**TO BE DONE**. Starting at the line that holds "of the eye in", set down each line through the end of the listing, exactly as written and with nothing added.

(Records contained in a dataset)
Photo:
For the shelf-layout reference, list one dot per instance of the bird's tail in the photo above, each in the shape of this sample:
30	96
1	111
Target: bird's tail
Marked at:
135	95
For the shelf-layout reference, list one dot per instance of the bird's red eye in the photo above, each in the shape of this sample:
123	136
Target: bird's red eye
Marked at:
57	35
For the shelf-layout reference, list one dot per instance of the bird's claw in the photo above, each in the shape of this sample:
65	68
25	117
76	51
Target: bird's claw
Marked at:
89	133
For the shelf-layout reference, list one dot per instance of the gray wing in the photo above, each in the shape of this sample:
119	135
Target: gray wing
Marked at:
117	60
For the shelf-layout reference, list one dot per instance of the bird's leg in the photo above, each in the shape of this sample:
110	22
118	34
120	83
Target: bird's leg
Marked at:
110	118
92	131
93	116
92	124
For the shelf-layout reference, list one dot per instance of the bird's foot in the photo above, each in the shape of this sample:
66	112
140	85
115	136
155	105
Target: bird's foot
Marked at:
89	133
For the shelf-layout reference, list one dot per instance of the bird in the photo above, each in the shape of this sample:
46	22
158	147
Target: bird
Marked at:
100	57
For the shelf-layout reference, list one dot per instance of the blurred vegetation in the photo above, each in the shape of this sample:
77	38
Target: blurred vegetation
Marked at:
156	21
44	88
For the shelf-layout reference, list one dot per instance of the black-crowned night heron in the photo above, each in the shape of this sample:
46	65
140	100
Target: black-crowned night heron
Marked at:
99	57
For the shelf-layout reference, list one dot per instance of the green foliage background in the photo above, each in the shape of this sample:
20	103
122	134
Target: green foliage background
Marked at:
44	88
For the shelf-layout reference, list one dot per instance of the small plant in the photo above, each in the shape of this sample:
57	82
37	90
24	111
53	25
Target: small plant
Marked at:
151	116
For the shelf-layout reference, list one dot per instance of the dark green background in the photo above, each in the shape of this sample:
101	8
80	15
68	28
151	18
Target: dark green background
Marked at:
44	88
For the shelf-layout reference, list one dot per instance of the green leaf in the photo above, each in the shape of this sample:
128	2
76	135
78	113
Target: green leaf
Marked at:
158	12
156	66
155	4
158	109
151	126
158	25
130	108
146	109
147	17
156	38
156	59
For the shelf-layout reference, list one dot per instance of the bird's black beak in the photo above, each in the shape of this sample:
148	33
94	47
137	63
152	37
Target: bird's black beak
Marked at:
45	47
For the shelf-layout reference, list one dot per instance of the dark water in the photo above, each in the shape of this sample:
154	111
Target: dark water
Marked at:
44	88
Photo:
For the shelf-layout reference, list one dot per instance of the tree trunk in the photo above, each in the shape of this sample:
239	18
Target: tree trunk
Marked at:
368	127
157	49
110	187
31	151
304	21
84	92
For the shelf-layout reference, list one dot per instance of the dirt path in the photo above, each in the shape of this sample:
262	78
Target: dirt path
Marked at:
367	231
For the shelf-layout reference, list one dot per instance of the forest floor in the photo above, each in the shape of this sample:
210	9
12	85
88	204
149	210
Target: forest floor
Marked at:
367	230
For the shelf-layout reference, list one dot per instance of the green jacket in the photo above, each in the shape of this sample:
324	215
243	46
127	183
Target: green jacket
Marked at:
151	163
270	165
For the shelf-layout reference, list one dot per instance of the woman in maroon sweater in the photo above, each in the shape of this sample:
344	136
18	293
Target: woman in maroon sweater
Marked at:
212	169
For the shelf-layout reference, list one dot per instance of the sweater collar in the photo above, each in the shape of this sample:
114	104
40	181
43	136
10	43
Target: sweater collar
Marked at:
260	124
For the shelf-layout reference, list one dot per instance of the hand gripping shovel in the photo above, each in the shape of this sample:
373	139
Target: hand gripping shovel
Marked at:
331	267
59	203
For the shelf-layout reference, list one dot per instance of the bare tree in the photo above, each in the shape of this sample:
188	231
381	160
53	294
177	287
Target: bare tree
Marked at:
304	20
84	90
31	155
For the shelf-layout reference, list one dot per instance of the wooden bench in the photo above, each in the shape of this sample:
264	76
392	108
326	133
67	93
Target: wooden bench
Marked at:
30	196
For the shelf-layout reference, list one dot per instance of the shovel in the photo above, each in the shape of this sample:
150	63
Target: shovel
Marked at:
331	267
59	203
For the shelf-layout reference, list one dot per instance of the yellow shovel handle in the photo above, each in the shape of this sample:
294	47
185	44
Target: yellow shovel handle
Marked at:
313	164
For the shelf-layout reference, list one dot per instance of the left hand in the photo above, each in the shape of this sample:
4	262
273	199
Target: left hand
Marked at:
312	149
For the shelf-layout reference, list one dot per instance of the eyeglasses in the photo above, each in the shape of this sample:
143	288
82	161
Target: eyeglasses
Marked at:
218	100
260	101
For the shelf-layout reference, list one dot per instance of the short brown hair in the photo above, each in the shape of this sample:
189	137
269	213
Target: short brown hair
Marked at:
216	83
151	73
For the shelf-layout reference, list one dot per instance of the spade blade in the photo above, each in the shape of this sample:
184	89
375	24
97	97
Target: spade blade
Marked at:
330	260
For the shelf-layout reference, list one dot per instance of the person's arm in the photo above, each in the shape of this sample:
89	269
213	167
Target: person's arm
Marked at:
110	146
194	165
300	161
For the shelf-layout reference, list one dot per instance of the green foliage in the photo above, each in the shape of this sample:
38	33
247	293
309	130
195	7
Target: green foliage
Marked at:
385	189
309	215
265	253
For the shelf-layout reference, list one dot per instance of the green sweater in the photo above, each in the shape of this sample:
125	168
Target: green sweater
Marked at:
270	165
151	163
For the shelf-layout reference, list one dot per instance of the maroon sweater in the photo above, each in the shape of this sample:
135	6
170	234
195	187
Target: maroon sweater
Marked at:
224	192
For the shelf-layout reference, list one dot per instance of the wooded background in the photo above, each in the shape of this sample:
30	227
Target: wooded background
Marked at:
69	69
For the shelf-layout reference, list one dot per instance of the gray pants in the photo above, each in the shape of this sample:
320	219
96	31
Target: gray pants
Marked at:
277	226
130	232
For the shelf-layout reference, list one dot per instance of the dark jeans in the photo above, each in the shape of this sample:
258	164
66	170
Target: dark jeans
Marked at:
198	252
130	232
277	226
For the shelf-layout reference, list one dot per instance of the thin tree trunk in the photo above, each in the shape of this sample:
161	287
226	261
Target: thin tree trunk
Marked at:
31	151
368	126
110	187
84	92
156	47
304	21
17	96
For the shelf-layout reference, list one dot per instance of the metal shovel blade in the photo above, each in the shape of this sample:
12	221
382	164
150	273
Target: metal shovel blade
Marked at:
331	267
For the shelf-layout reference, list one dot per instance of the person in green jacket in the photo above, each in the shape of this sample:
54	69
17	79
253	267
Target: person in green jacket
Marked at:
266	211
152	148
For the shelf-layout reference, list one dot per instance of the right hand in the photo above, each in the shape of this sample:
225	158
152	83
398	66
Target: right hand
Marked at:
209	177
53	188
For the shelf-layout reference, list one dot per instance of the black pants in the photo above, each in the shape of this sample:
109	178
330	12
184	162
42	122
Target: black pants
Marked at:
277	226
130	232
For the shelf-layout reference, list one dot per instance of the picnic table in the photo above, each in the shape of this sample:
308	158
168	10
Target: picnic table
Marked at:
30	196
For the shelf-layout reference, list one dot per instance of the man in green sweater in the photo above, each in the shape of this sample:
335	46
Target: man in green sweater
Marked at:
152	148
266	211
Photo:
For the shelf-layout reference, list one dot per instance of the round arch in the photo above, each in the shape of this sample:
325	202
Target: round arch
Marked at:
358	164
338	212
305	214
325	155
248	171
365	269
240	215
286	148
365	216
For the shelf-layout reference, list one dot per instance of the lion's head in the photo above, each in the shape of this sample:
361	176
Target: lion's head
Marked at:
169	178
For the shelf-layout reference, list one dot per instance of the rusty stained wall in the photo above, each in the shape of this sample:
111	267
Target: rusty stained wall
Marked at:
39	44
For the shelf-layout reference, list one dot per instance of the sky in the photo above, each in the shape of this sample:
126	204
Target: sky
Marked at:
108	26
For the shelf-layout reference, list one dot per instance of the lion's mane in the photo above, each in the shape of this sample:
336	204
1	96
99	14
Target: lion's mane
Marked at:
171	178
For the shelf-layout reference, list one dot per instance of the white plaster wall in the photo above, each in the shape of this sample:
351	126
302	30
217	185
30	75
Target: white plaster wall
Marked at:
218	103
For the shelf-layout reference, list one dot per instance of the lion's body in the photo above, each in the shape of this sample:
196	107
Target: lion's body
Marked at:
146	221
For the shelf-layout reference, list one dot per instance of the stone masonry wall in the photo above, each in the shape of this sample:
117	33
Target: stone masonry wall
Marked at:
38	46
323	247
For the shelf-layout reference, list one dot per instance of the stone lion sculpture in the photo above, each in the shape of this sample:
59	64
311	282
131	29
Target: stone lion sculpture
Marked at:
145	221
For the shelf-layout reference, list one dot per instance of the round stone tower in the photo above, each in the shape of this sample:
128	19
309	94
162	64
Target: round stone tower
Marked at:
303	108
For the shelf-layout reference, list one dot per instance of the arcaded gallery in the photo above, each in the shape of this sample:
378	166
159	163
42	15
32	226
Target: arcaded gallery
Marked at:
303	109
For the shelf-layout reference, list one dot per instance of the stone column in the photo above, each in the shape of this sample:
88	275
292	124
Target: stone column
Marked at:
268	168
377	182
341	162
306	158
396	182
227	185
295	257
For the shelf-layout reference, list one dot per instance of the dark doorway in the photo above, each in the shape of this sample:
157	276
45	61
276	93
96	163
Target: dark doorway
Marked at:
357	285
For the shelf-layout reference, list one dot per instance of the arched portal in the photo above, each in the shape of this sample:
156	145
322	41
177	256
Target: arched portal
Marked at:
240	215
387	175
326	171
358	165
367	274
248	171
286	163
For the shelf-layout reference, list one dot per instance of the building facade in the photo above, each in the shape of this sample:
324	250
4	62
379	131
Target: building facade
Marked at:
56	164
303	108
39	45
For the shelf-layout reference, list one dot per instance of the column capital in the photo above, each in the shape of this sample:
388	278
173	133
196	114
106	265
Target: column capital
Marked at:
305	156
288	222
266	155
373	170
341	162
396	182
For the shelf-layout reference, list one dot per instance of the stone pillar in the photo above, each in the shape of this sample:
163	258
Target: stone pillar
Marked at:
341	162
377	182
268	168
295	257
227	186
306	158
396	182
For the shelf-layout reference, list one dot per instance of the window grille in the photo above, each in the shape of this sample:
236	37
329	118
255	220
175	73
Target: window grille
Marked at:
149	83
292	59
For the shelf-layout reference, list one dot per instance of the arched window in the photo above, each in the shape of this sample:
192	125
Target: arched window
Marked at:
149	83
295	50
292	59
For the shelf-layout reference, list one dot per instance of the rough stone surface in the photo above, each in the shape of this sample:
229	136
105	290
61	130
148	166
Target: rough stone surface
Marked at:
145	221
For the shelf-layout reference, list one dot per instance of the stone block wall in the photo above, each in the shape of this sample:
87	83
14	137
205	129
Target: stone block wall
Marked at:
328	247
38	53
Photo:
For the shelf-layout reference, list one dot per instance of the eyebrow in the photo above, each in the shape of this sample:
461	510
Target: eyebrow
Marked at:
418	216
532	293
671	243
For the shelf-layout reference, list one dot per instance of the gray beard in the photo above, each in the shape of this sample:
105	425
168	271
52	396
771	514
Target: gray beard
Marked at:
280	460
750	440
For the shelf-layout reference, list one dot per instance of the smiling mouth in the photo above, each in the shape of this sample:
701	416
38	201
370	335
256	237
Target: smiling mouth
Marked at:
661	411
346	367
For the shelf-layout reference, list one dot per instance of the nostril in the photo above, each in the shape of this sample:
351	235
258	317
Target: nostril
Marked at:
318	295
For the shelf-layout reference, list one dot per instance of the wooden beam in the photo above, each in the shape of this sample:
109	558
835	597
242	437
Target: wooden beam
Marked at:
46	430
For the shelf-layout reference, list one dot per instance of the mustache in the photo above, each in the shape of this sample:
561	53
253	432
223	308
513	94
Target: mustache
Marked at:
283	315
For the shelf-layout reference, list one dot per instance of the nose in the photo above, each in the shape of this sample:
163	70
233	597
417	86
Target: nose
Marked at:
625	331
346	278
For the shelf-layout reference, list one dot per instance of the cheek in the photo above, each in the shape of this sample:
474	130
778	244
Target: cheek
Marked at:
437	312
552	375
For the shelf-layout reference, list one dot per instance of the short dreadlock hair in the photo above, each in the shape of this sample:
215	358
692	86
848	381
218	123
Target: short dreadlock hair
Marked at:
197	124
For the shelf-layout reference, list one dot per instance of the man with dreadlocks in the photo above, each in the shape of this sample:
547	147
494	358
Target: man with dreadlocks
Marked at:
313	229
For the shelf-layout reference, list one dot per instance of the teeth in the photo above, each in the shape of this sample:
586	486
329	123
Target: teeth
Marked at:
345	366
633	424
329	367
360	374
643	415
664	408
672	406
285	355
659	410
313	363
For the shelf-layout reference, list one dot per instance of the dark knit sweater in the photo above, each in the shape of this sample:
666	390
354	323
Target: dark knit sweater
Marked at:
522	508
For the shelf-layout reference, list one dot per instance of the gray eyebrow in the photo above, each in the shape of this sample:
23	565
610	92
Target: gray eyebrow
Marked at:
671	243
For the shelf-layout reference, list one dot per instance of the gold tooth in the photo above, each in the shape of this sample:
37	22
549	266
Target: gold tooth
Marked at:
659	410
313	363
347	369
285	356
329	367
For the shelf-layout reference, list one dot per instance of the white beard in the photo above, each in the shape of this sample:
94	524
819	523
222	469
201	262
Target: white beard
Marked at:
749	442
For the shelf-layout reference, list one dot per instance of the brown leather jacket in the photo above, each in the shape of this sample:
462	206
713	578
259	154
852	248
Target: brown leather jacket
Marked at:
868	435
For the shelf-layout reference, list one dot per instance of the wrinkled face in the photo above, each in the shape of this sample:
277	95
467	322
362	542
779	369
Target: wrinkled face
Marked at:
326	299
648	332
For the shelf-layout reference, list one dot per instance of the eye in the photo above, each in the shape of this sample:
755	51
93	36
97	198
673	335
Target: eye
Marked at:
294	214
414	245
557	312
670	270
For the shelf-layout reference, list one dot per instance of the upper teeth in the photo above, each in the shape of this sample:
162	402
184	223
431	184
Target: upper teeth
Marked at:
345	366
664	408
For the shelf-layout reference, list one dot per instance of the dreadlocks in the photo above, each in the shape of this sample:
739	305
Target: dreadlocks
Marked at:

**THE OUTPUT**.
For the shelf-layout reference, list one dot per instance of the eye in the photo above, each in the shape of this sample:
755	51
93	36
97	198
673	335
Target: eye
Marked at:
294	214
414	245
557	312
670	270
For the shelf-layout reference, list one dot per instance of the upper teeth in the photo above, each in the shape of this sample:
162	402
184	223
431	184
Target: upper teeth
Marked at:
345	366
664	408
For the shelf-layout reference, list one dot per instance of the dreadlocks in the photo above, each in the shape of this sample:
739	305
Target: dreadlocks
Marked at:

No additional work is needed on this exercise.